Reading passage -

When I think about who God is cleaning me up to be I found see myself in this form:
Except I'm brown skin lol
But as a queen with a lot of responsibility, power and authority backed under my belt. That title and position is what God called me to a few months ago, but I was not ready to accept it.
I was so consumed in taking care of my bestfriend at the time and making sure that they were protected from the negative spirits that I knew were trying to attack them. Unfortunately they did not listen to me and lo an behold they found themselves in a hole and so did I for trying to help them and I missed out on the new car that God was going to bless me with... *sigh*
There are small parts of me that want to throw in the towel and say forget this. I really want to move on with my life. I want the things that God has for me. I know that somehow I'm suppose to start a ministry. It has been mentioned to me several times since being here, yet I have to be careful. When you do ministry work you are responsible for the souls of people.

Directives -
1. Please copy the passage from the post word for word, starting at "When I think" and ending at "to accept it.".
2. Decide whether each statement agrees with the post, answering yes or no and quoting the words that decide it. (a) The writer says God called them to the title of queen a few months ago. (b) The writer's best friend listened to the writer's warnings. (c) Starting a ministry has been mentioned to the writer only once.

Extracted records -
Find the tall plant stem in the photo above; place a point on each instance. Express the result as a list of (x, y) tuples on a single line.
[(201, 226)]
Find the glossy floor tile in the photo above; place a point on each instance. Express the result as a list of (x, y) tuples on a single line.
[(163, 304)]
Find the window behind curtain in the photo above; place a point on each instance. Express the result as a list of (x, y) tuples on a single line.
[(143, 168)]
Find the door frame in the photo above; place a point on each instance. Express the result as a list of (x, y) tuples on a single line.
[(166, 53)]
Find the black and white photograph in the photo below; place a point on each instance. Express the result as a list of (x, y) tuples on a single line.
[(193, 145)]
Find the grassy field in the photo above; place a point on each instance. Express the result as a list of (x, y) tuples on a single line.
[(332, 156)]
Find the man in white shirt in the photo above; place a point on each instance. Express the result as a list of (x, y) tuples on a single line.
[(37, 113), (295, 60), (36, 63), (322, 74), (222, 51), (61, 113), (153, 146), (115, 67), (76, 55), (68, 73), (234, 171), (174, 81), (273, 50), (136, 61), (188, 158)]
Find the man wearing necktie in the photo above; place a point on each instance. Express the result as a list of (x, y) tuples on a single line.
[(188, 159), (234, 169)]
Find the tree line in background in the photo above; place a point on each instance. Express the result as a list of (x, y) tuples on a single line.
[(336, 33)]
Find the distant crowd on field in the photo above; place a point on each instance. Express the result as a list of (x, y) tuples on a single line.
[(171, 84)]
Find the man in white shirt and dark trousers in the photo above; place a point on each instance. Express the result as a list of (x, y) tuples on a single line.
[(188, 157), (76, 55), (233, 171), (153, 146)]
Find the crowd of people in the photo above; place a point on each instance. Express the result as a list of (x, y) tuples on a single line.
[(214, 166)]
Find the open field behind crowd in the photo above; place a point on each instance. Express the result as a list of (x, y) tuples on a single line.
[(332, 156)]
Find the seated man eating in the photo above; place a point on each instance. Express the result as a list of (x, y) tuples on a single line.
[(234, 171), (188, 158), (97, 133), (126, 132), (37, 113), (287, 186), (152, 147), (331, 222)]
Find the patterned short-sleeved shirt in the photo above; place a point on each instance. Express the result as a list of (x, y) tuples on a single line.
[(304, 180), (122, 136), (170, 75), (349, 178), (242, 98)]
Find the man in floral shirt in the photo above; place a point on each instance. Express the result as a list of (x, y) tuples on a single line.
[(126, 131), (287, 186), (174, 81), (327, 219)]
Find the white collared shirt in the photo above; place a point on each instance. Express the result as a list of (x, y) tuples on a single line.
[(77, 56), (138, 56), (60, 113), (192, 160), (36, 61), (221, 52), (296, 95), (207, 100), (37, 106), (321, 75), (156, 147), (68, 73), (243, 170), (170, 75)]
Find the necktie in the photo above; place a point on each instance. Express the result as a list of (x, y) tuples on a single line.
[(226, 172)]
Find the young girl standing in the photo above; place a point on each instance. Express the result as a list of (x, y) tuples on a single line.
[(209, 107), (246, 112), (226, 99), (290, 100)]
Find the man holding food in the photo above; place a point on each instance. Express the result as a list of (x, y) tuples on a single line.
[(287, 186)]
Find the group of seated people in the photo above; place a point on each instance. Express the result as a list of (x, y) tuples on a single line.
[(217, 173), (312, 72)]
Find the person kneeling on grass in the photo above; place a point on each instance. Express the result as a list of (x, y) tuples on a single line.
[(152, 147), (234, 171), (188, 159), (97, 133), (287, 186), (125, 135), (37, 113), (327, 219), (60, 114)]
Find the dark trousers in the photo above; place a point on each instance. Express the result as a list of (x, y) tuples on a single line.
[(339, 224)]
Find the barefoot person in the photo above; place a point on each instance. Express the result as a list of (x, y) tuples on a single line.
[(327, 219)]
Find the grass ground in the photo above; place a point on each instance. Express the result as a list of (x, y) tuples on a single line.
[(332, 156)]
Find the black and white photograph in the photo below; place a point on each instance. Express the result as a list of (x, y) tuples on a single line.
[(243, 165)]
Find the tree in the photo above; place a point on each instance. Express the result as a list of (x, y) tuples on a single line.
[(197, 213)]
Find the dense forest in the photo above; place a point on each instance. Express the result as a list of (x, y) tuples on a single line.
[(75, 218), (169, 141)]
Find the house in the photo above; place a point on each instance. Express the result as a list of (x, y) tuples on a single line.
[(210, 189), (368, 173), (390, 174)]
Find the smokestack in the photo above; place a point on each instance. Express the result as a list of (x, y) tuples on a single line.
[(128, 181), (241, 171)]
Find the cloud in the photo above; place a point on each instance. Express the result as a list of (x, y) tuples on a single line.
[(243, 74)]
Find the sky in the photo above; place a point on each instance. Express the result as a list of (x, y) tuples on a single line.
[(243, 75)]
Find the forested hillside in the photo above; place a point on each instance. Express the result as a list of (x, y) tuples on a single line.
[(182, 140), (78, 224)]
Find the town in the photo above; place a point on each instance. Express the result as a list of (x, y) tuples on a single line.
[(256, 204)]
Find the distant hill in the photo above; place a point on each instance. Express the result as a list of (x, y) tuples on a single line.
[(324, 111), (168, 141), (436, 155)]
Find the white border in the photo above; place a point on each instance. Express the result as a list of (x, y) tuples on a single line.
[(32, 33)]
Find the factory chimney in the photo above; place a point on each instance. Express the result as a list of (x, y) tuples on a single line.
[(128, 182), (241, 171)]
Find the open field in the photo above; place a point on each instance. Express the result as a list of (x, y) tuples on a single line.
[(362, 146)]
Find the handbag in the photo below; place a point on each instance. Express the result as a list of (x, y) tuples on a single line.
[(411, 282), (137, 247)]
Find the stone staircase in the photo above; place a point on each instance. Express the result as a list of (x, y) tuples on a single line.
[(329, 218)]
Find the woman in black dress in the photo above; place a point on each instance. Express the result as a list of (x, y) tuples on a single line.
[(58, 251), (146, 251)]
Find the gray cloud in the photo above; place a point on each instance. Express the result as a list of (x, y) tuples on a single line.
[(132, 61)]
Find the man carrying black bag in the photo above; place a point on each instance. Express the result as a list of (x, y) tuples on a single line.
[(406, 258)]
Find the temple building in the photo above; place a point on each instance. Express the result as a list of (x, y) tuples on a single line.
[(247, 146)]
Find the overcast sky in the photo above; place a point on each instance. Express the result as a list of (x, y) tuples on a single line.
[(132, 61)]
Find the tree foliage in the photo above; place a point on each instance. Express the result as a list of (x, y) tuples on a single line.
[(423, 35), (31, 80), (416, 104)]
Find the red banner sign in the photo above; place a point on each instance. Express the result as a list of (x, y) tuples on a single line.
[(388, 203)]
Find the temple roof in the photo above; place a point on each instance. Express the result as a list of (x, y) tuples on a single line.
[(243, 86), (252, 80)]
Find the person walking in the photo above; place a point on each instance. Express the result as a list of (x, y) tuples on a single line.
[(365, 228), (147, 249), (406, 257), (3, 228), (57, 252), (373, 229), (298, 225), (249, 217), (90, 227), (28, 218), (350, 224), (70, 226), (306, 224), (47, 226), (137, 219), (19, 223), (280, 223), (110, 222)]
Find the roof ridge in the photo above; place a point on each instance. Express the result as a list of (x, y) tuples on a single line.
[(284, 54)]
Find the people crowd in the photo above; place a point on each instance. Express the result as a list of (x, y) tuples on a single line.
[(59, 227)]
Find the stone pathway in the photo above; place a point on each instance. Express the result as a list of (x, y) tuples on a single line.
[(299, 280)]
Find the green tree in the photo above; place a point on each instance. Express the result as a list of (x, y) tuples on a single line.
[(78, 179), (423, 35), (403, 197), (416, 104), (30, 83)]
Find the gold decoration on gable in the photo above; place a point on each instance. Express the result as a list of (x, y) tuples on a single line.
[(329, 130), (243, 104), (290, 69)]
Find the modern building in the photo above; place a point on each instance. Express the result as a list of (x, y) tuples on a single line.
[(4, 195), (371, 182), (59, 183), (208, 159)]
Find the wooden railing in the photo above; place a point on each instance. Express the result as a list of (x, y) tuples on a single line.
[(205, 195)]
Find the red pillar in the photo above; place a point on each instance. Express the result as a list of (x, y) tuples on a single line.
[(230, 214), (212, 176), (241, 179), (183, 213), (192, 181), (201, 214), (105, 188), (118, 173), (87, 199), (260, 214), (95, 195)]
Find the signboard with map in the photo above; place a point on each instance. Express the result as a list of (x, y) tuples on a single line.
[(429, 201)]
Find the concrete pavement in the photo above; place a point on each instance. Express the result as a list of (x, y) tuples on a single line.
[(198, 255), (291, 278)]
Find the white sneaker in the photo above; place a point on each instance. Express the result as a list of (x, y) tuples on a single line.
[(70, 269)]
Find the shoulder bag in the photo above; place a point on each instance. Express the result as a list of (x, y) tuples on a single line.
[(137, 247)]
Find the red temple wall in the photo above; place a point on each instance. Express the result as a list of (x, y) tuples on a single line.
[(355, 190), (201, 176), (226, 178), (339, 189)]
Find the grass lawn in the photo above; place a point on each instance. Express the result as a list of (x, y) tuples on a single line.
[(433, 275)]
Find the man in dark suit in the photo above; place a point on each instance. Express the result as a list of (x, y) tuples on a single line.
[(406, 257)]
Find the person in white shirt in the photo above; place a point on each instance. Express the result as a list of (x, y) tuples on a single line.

Answer set -
1.
When I think about who God is cleaning me up to be I found see myself in this form:
Except I'm brown skin lol
But as a queen with a lot of responsibility, power and authority backed under my belt. That title and position is what God called me to a few months ago, but I was not ready to accept it.

2.
(a) Yes: "That title and position is what God called me to a few months ago"
(b) No: "Unfortunately they did not listen to me"
(c) No: "It has been mentioned to me several times since being here"